[Pointing records]:

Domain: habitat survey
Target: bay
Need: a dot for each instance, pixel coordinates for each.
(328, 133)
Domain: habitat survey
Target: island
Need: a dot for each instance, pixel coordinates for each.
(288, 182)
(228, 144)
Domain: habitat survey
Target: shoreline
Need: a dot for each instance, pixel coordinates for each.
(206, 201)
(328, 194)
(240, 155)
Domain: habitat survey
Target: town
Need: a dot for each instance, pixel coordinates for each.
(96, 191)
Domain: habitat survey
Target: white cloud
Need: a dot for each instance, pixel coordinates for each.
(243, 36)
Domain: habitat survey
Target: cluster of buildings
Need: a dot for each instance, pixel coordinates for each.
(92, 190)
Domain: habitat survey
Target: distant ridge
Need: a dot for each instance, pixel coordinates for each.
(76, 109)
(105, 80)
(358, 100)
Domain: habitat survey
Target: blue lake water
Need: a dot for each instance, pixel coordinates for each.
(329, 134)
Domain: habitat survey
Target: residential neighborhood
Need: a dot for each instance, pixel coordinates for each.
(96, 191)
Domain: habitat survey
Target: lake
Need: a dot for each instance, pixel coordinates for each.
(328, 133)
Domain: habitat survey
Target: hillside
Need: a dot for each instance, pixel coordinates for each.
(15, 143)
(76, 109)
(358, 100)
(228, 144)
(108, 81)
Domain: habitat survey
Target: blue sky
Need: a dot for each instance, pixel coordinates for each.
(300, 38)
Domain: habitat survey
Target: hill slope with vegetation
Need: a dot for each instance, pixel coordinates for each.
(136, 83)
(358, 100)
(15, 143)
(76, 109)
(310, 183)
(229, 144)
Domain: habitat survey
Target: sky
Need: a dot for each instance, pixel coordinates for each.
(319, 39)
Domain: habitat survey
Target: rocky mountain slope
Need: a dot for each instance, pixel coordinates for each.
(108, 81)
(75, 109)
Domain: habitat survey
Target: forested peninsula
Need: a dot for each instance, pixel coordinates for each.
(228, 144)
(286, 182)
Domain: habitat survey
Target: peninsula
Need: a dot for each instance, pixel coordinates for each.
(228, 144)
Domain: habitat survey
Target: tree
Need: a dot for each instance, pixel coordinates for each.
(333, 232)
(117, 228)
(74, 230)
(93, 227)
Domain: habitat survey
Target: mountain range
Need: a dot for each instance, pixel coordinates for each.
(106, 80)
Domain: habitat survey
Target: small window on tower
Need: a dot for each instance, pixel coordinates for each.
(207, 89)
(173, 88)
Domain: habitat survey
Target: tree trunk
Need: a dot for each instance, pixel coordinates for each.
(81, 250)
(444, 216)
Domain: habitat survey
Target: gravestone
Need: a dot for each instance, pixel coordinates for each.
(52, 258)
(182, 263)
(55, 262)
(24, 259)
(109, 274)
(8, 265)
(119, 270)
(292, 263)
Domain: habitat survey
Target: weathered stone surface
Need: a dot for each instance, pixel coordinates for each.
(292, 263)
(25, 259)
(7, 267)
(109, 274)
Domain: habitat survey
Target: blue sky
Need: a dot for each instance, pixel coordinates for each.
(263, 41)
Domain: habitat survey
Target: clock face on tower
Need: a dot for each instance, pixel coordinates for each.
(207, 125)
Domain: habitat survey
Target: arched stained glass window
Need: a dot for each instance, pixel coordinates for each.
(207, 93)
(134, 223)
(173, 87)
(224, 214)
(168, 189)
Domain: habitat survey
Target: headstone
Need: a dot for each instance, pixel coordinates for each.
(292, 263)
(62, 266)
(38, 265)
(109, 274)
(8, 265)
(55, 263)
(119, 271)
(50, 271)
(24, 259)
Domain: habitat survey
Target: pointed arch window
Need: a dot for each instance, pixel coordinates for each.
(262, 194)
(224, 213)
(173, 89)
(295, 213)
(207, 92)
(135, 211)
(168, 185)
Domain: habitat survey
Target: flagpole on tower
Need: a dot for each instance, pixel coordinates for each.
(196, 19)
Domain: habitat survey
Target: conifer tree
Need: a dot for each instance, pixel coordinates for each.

[Objective]:
Reproduce the entries above in full, verbatim.

[Output of the task]:
Domain: habitat survey
Target: bay
Need: a dot for each instance, pixel coordinates for each.
(328, 133)
Domain: habitat survey
Target: island
Need: a dot for each instance, pixel coordinates for each.
(288, 182)
(228, 144)
Domain: habitat survey
Target: shoreline
Need: a dot for each instance, pixel coordinates for each.
(206, 201)
(328, 194)
(240, 155)
Domain: habitat survey
Target: town
Need: a dot for each instance, pixel coordinates for each.
(96, 191)
Domain: habitat survey
Target: white cloud
Need: a dot for each instance, pixel coordinates for each.
(243, 36)
Domain: habitat survey
Target: cluster of buildings
Need: a dot for each instance, pixel coordinates for each.
(92, 190)
Domain: habitat survey
Target: distant ridge
Need: a dot for each instance, pixel coordinates for each.
(76, 109)
(105, 80)
(358, 100)
Domain: habitat survey
Target: blue lake water
Need: a dot for each instance, pixel coordinates for each.
(329, 134)
Domain: habitat survey
Target: residential neighborhood
Need: a dot for each instance, pixel coordinates for each.
(96, 191)
Domain: habitat survey
Target: lake
Need: a dot for each instance, pixel coordinates for each.
(328, 133)
Domain: habitat survey
Target: hillside
Need: a dot for each instance, pixel coordinates for each.
(15, 143)
(76, 109)
(358, 100)
(228, 144)
(108, 81)
Domain: habitat survey
Target: blue sky
Need: a dot for each instance, pixel coordinates for each.
(300, 38)
Domain: habitat survey
Target: hill slope with vegetation
Need: a dot for each instance, pixel coordinates for each.
(136, 83)
(358, 100)
(15, 143)
(76, 109)
(310, 183)
(229, 144)
Domain: habitat survey
Target: sky
Need: a dot for each instance, pixel coordinates for each.
(319, 39)
Domain: habitat survey
Target: rocky mountain slope
Need: a dot for each instance, pixel coordinates for each.
(108, 81)
(75, 109)
Domain: habitat survey
Target: forested peninsula
Need: a dot for each instance, pixel coordinates for each.
(228, 144)
(286, 182)
Domain: habitat survey
Target: peninsula
Need: a dot for each instance, pixel coordinates for each.
(228, 144)
Domain: habitat survey
Target: tree
Need: a dot for each instance, pixel coordinates for each.
(333, 232)
(117, 228)
(74, 230)
(93, 227)
Domain: habitat survey
Target: mountain range
Need: a dot for each instance, pixel coordinates for each.
(106, 80)
Domain: habitat survey
Target: small window on tower
Need: a dot for each instance, pixel coordinates for each.
(207, 89)
(173, 88)
Domain: habitat survey
Target: tree trunk
Need: a dot for each instance, pixel coordinates for each.
(81, 250)
(444, 216)
Domain: habitat survey
Target: gravestone
Need: a dot for each instance, pixel coordinates for each.
(52, 258)
(182, 263)
(55, 262)
(24, 259)
(109, 274)
(8, 265)
(119, 270)
(292, 263)
Domain: habitat survey
Target: weathered stone surface
Need: a dot for each instance, pixel coordinates for each.
(292, 263)
(25, 259)
(7, 267)
(109, 274)
Domain: habitat survey
Target: blue sky
Need: a dot for each instance, pixel coordinates for each.
(263, 41)
Domain: habitat survey
Target: clock face on tower
Need: a dot for each instance, pixel coordinates for each.
(207, 125)
Domain: habitat survey
Target: arched stained glass window
Need: a dot for each instance, pixel coordinates for each.
(207, 93)
(134, 223)
(173, 87)
(224, 214)
(168, 189)
Domain: habitat survey
Target: headstone
Need: a dot for each instance, pixel coordinates for each.
(292, 263)
(62, 266)
(38, 265)
(109, 274)
(8, 265)
(55, 263)
(119, 271)
(50, 271)
(24, 259)
Domain: habitat survey
Target: pointed arch window
Need: a dot for each instance, pixel coordinates for each.
(262, 194)
(224, 213)
(173, 89)
(295, 213)
(207, 92)
(135, 211)
(168, 185)
Domain: habitat survey
Target: flagpole on tower
Need: a dot for each instance, pixel coordinates for each.
(196, 19)
Domain: habitat survey
Target: conifer tree
Need: a dot for each instance, pixel coordinates for each.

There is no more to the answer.